■ PROBLEM DETAILS: Reproduce the software license amendment below word for word, in full.

■ SELECTED PASSAGE:
━━━━

EXHIBIT 4.38
AMENDMENT TO
SOFTWARE LICENSE AGREEMENT
THIS AMENDMENT is entered into and made effective as of 1 November 2004.
BETWEEN:
INTERNET EMPIRE ENTERTAINMENT LTD., a company with registered offices
in St. John's Antigua, West Indies
("LICENSEE")
- and -
STARNET SYSTEMS INTERNATIONAL INC., a company with registered offices
in St. John's Antigua, West Indies.
("SSII")
WHEREAS Licensee and SSII entered into a software license agreement (the
"License Agreement") dated as of May 23,2000 :and
AND WHEREAS Licensee and SSII wish to make certain amendments to the License
Agreement as more particularly set forth herein.
NOW THEREFORE, for good and valuable consideration, Licensee and SSII agree as
follows:
1. Definitions. Capitalized terms used and not defined herein shall have
the meanings given to them in the License Agreement. This Agreement
shall be referred to herein as the Amending Agreement.

━━━━

■ SOURCE DATA:
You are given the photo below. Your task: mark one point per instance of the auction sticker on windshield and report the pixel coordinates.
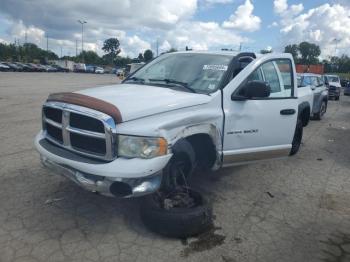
(215, 67)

━━━━

■ RESPONSE TO THIS EXERCISE:
EXHIBIT 4.38
AMENDMENT TO
SOFTWARE LICENSE AGREEMENT
THIS AMENDMENT is entered into and made effective as of 1 November 2004.
BETWEEN:
INTERNET EMPIRE ENTERTAINMENT LTD., a company with registered offices
in St. John's Antigua, West Indies
("LICENSEE")
- and -
STARNET SYSTEMS INTERNATIONAL INC., a company with registered offices
in St. John's Antigua, West Indies.
("SSII")
WHEREAS Licensee and SSII entered into a software license agreement (the
"License Agreement") dated as of May 23,2000 :and
AND WHEREAS Licensee and SSII wish to make certain amendments to the License
Agreement as more particularly set forth herein.
NOW THEREFORE, for good and valuable consideration, Licensee and SSII agree as
follows:
1. Definitions. Capitalized terms used and not defined herein shall have
the meanings given to them in the License Agreement. This Agreement
shall be referred to herein as the Amending Agreement.